Records for processing
* BEGIN *

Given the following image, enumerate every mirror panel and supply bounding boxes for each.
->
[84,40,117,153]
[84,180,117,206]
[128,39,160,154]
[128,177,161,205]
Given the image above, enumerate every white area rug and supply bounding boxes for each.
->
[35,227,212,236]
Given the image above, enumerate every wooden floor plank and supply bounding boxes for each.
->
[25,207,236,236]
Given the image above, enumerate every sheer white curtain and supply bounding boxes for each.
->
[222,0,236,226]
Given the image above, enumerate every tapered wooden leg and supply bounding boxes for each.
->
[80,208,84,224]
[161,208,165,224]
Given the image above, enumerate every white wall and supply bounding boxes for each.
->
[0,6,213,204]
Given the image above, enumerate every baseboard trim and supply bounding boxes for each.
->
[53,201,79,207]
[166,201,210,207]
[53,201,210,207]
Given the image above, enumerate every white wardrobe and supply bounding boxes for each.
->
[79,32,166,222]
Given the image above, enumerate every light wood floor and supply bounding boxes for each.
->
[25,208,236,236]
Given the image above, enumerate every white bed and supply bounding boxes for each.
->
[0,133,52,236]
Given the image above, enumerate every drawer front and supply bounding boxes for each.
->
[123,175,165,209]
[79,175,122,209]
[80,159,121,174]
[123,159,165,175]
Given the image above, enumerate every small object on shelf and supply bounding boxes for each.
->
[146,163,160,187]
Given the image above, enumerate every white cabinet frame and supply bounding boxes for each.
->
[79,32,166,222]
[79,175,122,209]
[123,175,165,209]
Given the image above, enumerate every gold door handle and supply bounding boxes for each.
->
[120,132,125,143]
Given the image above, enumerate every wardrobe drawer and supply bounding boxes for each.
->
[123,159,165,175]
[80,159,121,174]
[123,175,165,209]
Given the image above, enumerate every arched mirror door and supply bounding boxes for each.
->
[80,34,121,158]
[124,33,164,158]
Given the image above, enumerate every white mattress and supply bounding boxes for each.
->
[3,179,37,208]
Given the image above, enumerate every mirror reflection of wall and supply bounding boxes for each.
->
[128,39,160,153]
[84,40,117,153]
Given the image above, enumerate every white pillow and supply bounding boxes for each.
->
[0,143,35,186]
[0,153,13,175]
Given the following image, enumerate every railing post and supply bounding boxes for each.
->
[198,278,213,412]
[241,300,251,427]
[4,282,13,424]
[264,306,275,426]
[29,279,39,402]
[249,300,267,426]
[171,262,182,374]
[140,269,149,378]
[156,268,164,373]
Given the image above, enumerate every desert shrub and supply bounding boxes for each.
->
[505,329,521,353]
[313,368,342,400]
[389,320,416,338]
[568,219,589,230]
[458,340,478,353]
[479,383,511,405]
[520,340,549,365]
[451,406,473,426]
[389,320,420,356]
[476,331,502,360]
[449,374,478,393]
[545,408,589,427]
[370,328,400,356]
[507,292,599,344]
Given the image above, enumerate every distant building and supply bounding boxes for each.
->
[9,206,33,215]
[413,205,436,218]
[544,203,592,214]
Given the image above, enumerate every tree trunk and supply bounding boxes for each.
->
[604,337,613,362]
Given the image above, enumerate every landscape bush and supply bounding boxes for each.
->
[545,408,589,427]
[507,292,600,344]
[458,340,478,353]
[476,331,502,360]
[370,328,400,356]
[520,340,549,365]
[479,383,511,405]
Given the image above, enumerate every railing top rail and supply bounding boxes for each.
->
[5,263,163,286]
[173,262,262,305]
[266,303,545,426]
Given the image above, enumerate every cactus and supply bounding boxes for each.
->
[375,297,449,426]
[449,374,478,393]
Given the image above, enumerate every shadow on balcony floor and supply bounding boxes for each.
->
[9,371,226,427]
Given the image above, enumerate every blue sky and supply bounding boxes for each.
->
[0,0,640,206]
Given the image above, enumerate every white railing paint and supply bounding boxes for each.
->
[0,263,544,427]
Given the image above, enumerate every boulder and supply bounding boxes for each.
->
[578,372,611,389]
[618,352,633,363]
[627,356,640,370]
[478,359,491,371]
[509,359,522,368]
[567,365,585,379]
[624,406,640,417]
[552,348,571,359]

* END *

Task statement
Print the whole listing above again, every line word for word and unchanged.

Task output
Given the following image, enumerate every mirror panel and supply bounding boxes for each.
->
[84,40,117,153]
[84,180,117,206]
[128,39,160,154]
[128,177,161,205]
Given the image above, enumerate every white area rug and supply bounding boxes for each.
->
[35,227,212,236]
Given the image above, enumerate every wooden floor plank and supply bounding boxes for each.
->
[25,207,236,236]
Given the image above, enumerate every sheer white curtain and supply bounding boxes for each.
->
[222,0,236,226]
Given the image above, enumerate every tapered wooden leg and supply bounding boxes for each.
->
[80,208,84,224]
[161,208,165,224]
Given the image above, enumerate every white wall and supply bounding boxes for each.
->
[0,6,213,204]
Given the image above, enumerate every baseboard trim and supply bounding boxes for each.
->
[53,201,79,207]
[166,201,210,207]
[53,201,210,207]
Given the image above, enumerate every white wardrobe and supply bounding boxes for each.
->
[79,32,166,222]
Given the image above, enumerate every light wood floor and supply bounding boxes for each.
->
[25,208,236,236]
Given the image above, enumerate every white bed and supply bounding boxes for each.
->
[0,133,52,236]
Given the image above, enumerate every drawer front and supply bounding boxes for each.
->
[123,175,165,209]
[79,175,122,209]
[80,159,121,174]
[123,159,165,175]
Given the image above, enumerate every small object on shelf and supply bounding boxes for each.
->
[146,163,160,187]
Given the image above, enumerate every white cabinet frame and supply bounding boxes for each.
->
[79,32,166,222]
[79,175,122,209]
[123,175,165,209]
Given the image above, enumerate every gold door handle and supply bounding boxes for each.
->
[120,132,125,143]
Given the image above, enumerate every wardrobe drawer and supply bounding boxes for each.
->
[123,159,165,175]
[80,159,121,174]
[123,175,165,209]
Given the image above, enumerate every arched mirror door and supply bounding boxes for each.
->
[80,34,121,158]
[124,33,164,158]
Given the image above, enumerate every white mattress and supply bounding boxes for each.
->
[3,179,37,208]
Given the image above, enumerate every mirror reflection of wall and supply bounding boxes for each.
->
[128,39,160,153]
[84,40,117,153]
Given the image above, enumerate every white pillow and supply bounding boxes for each.
->
[0,143,35,186]
[0,153,13,175]
Given the following image, enumerate every railing post and supply bounding boxes for each.
->
[198,278,213,412]
[241,300,251,427]
[4,282,13,424]
[264,306,275,426]
[29,279,39,402]
[249,300,267,426]
[171,262,182,374]
[140,269,149,378]
[156,268,164,373]
Given the image above, enumerate every desert shrub and supply bounding boxes for each.
->
[505,329,521,353]
[313,368,342,400]
[389,320,416,338]
[568,219,589,230]
[458,340,478,353]
[479,383,511,405]
[520,340,549,365]
[451,406,473,426]
[389,320,420,356]
[476,331,502,360]
[449,374,478,393]
[545,408,589,427]
[370,328,400,356]
[507,292,599,344]
Given the image above, enumerate every distant building and supply bounding boxes for each.
->
[9,206,33,215]
[413,205,436,218]
[544,203,592,214]
Given the image above, enumerate every tree trunk and supply bounding boxes for each.
->
[604,337,613,362]
Given the image above, enumerate every landscape bush and supply bounding boxes for each.
->
[545,408,589,427]
[507,292,600,344]
[458,340,478,353]
[476,331,502,360]
[370,328,400,356]
[520,340,549,365]
[479,383,511,405]
Given the image above, enumerate every railing top rail and supply bounding boxes for each.
->
[5,263,163,286]
[173,262,262,305]
[266,303,545,426]
Given the image above, enumerate every cactus and supply bounding boxes for each.
->
[375,297,449,426]
[449,374,478,393]
Given the image above, enumerate every shadow on balcony floor and supply bounding boxes for each.
->
[9,371,226,427]
Given the image above, enumerate every blue sky and supply bounding boxes for each.
->
[0,0,640,206]
Given the image above, enumerate every white railing paint and supply bounding boxes for each.
->
[0,263,544,427]
Given the image above, enumerate every boulder and supply bounding boxes for each.
->
[578,372,611,389]
[618,352,633,363]
[627,356,640,370]
[478,359,491,371]
[509,359,522,368]
[567,365,585,379]
[624,406,640,417]
[552,348,571,359]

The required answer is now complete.